Pasaje citado:
"Cosas veredes...", decía nuestro Mio Cid. Cosas extraordinarias, cosas jamás vistas en 45 años están viéndose desde que el pueblo español se ha lanzado a la calle, enfurecido y abriéndosele los ojos ante las traiciones y engaños del psicópata de la Moncloa. Y como mis amigos franceses de la revista ‘Éléments’ me pidieron que se lo contara y explicase, aquí va mi explicación. Sobre muchas cosas, y en particular sobre por qué no hay ni puede haber “derecho a decidir”.
El pueblo español se ha lanzado a la calle. Jóvenes (muchos), ancianos (hasta también) junto con gente de todas las edades se agolpan por millares diariamente, desde hace ya diez jornadas[1] y sin fecha prevista de conclusión, ante la sedes del partido socialista de Madrid y, en muchas ocasiones, de las principales capitales de provincia. Con una energía, un vigor, una rabia y un fervor patriótico como no se había visto nunca.
Eso no tiene nada que ver con las manifestaciones, pomposas e hipócritas, que convocan en otros momentos los partidos del Sistema, esos sátrapas, esos colaboracionistas de facto del movimiento secesionista que rompe a España y que ellos (tanto los socialistas como los del PP) fueron los primeros en aupar. Lo hicieron desde el primer momento, desde aquel 1978 en que, aprobada la nueva Constitución que el franquismo acababa de regalar, se emprendió la aciaga (y calificada de “modélica”) Transición.
Por ello resuena estos días en las calles un grito que nunca se había oído hasta ahora: “¡España es una nación! ¡No una Constitución!” (grito con el que se lanza además un escupitajo directo a la tesis defendida por muchos liberales según la cual la nación española sólo existiría desde su primera Constitución de 1812). Y como lo que empieza a estar en juego es el Régimen surgido en 1978, ello explica que, como si estuviéramos en el Budapest sublevado de 1956, ondee en las calles la bandera rojigualda a la que se le ha recortado el escudo del Régimen actual.
Un Régimen cada vez más despreciado
Pero no, no os hagáis ilusiones, amigos franceses. El Régimen es despreciado y vilipendiado, sí; pero de la manera en que cualquier Régimen lo es en los albores de las revueltas populares: de forma vaga, imprecisa, sin un programa de acción concreto; sin que nadie pueda asegurar a día de hoy si la revuelta acabará engullida, como tantas veces, por los amos del Sistema, o si por el contrario...
Lo único que está claro es la atmósfera que bulle, se siente, se palpa en medio de la calle. Si descontamos la guerrilla (eran otros tiempos, otro pueblo, otras circunstancias...), la atmósfera y la rabia actuales recuerdan mucho lo que debía de sentirse en aquel mes de mayo de 1808 en que el pueblo español, ¡incluido el de Cataluña!, se alzó para defender la patria frente al ocupante francés. No sólo frente a éste: también frente a nuestros dos grandes felones (Carlos IV y su hijo Fernando VII) que habían abierto las fronteras al invasor.

(Elementos almacenados del conjunto de datos)
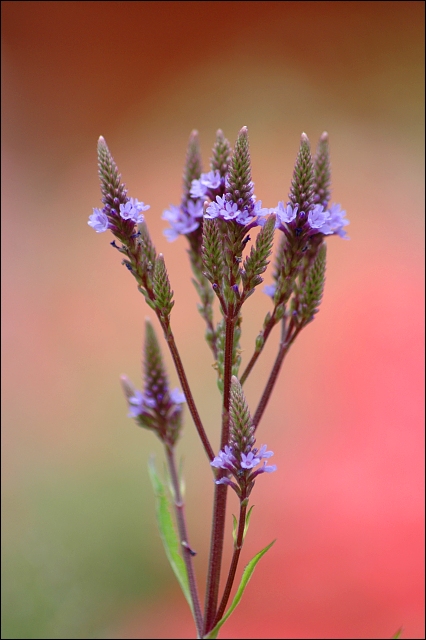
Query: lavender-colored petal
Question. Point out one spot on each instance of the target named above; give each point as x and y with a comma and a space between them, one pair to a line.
98, 220
270, 289
249, 461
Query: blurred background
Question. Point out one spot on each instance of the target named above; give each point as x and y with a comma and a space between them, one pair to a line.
81, 554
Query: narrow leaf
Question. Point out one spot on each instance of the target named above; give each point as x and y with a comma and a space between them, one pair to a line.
247, 521
248, 571
168, 532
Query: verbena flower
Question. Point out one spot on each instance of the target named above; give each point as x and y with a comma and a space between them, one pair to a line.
183, 219
222, 209
241, 466
206, 184
240, 457
270, 289
99, 221
337, 221
132, 210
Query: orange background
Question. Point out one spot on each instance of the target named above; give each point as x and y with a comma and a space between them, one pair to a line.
81, 556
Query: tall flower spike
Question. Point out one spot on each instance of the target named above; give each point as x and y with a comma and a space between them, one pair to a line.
240, 458
111, 186
242, 429
322, 172
240, 186
302, 184
166, 405
308, 296
221, 154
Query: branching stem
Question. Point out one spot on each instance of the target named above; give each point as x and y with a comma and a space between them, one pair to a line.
186, 550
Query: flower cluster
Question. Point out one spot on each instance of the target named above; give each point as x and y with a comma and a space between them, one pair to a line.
228, 210
158, 407
241, 465
131, 210
216, 211
183, 219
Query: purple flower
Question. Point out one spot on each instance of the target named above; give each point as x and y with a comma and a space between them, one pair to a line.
132, 210
99, 221
183, 219
318, 219
337, 221
285, 214
249, 461
225, 459
139, 403
270, 289
207, 181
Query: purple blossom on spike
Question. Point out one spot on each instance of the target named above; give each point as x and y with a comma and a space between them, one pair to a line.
132, 210
318, 219
240, 458
222, 209
270, 289
99, 221
183, 219
337, 221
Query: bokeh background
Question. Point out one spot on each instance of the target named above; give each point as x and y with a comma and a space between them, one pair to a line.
81, 555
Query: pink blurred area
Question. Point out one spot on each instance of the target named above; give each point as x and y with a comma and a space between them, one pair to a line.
346, 422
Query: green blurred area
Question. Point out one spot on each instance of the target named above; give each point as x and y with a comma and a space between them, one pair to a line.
78, 552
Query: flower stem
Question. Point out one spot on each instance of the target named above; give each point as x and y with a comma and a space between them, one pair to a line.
286, 341
183, 536
219, 506
186, 389
268, 328
234, 563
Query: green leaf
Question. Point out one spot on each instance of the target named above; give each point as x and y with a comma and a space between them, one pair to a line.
248, 571
167, 531
247, 521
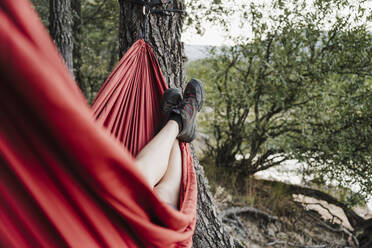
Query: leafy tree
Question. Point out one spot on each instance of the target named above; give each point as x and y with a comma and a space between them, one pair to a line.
297, 88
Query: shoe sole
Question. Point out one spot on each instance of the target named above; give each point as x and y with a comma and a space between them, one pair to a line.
197, 84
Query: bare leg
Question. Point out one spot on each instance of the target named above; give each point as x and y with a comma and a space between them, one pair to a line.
168, 189
154, 157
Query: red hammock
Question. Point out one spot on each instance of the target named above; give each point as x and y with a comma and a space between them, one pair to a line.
64, 180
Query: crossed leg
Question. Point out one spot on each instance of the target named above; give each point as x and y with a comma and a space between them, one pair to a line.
161, 163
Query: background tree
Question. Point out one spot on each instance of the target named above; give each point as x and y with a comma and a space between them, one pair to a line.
60, 28
292, 91
164, 33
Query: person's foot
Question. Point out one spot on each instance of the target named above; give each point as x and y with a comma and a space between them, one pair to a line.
193, 99
170, 100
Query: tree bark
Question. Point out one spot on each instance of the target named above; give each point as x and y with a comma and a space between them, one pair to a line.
164, 33
60, 27
76, 51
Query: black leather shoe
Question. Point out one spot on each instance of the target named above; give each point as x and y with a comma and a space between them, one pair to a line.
193, 99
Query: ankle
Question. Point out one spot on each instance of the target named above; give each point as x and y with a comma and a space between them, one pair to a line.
177, 118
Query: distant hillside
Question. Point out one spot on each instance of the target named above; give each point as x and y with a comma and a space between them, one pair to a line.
195, 52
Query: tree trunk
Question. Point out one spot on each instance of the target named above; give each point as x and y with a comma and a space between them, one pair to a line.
164, 33
60, 27
76, 51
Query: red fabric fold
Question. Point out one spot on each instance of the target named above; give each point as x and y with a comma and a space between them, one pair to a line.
65, 180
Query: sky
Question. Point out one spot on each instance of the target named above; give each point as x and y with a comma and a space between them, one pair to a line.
215, 36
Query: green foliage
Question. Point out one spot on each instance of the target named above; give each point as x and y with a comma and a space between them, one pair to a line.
299, 88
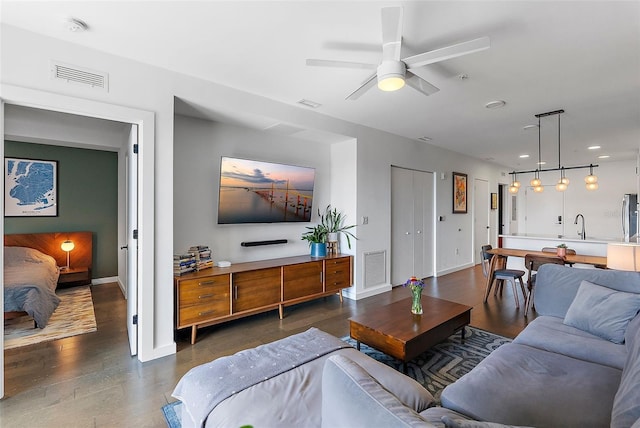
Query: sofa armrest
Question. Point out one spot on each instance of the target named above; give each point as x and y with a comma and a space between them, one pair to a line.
352, 398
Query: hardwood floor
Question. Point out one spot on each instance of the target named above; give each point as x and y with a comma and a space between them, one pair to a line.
91, 381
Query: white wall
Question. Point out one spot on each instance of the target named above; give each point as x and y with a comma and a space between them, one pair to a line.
197, 173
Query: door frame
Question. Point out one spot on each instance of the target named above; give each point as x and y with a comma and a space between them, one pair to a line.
145, 120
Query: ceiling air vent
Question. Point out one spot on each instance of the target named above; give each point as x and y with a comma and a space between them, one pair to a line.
80, 76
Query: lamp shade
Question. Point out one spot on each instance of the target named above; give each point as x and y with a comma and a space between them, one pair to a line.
623, 256
67, 246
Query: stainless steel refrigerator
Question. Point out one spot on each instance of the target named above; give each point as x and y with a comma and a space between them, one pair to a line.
630, 217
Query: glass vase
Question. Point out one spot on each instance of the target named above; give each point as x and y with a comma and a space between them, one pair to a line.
416, 300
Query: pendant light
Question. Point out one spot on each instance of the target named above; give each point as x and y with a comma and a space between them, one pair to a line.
591, 180
515, 184
562, 184
536, 183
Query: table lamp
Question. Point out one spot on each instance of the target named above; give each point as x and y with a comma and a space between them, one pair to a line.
67, 246
623, 256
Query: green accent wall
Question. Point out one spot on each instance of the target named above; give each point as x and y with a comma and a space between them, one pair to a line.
87, 199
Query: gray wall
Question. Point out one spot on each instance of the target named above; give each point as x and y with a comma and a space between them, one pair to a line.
87, 199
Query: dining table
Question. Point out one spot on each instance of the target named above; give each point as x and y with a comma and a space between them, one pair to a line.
499, 261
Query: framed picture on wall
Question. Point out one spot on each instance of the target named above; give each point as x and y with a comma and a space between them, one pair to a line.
459, 192
30, 188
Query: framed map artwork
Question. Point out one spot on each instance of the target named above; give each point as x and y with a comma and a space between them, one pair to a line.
30, 188
459, 193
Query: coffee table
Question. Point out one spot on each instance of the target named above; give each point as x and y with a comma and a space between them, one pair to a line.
394, 330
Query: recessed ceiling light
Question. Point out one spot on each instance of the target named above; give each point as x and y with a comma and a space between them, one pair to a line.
495, 104
76, 25
309, 103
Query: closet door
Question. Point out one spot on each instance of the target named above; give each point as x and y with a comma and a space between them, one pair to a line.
411, 224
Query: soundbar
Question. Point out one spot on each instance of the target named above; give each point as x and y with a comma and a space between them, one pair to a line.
258, 243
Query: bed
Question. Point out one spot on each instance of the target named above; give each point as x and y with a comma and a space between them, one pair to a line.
31, 271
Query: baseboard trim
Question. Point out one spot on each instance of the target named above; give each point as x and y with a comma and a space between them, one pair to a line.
453, 269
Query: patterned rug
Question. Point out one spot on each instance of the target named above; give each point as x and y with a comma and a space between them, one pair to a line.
434, 369
73, 316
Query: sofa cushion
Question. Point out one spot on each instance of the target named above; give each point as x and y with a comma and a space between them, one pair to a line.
450, 422
556, 286
521, 385
352, 398
602, 311
551, 334
626, 405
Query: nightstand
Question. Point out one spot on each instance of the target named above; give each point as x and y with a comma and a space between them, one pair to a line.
75, 276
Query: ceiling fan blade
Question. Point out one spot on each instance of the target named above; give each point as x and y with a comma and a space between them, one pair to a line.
366, 85
391, 33
340, 64
421, 85
449, 52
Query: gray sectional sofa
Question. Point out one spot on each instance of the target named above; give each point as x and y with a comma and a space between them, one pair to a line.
576, 365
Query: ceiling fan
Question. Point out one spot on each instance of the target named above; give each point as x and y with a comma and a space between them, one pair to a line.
392, 73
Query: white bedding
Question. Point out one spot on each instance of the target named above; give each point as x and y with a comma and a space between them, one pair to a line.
30, 280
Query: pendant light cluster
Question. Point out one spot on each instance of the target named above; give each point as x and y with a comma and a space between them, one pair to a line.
563, 182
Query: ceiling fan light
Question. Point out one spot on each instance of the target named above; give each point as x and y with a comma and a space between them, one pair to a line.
391, 75
391, 83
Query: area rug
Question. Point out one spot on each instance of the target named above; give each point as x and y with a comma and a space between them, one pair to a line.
434, 369
73, 316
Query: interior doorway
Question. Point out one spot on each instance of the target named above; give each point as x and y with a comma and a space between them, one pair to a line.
145, 120
412, 218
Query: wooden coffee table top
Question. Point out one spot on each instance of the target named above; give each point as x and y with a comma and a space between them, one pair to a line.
394, 330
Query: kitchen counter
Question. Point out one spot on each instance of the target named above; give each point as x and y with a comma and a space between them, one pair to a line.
591, 246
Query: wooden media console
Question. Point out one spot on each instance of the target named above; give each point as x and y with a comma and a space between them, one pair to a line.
215, 295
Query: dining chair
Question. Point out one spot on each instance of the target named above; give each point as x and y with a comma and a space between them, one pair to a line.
501, 275
533, 262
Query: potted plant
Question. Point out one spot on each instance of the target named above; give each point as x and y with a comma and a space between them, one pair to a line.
317, 237
333, 221
561, 250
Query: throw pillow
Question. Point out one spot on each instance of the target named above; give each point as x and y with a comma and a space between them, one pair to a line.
602, 311
465, 423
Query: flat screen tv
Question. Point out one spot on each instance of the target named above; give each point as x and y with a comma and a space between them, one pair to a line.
264, 192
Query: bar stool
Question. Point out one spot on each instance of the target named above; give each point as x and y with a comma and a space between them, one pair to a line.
501, 275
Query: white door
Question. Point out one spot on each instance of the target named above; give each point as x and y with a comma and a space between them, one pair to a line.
132, 239
411, 224
480, 216
402, 233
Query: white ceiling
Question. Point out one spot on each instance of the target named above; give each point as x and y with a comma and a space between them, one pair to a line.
583, 57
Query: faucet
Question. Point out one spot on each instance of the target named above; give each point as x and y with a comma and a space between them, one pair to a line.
583, 234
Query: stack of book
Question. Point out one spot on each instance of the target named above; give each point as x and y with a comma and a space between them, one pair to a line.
202, 254
183, 263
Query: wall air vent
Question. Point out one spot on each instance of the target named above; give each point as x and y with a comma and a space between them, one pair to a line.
79, 76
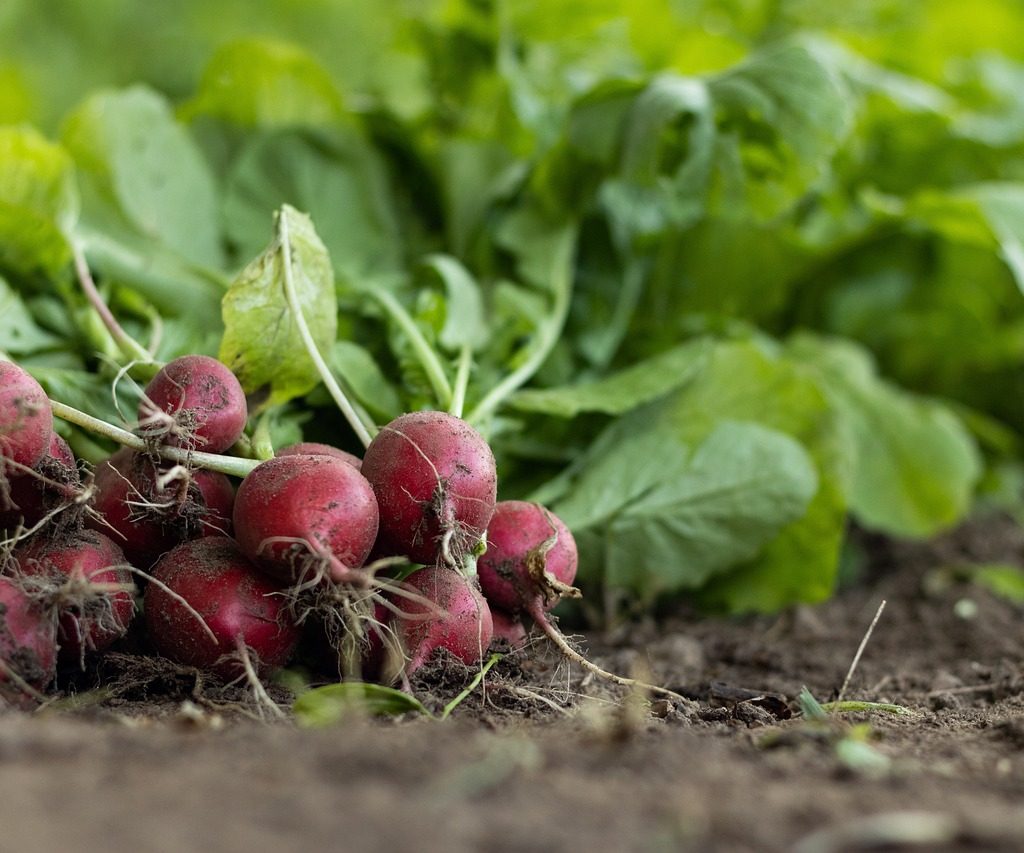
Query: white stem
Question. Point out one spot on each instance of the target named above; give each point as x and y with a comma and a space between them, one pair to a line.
360, 429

Tareas:
[A] Copia de nuevo, por favor, el tramo del pasaje citado que va desde "Lo único que" hasta "fronteras al invasor.", y cambia "atmósfera" por "ambiente".
[B] Reúne todas las líneas del listado que contengan la cadena "coffee", distinguiendo entre mayúsculas y minúsculas.

Respuestas:
[A]
Lo único que está claro es la ambiente que bulle, se siente, se palpa en medio de la calle. Si descontamos la guerrilla (eran otros tiempos, otro pueblo, otras circunstancias...), la ambiente y la rabia actuales recuerdan mucho lo que debía de sentirse en aquel mes de mayo de 1808 en que el pueblo español, ¡incluido el de Cataluña!, se alzó para defender la patria frente al ocupante francés. No sólo frente a éste: también frente a nuestros dos grandes felones (Carlos IV y su hijo Fernando VII) que habían abierto las fronteras al invasor.

[B]
Query: coffee table
Query: wooden coffee table top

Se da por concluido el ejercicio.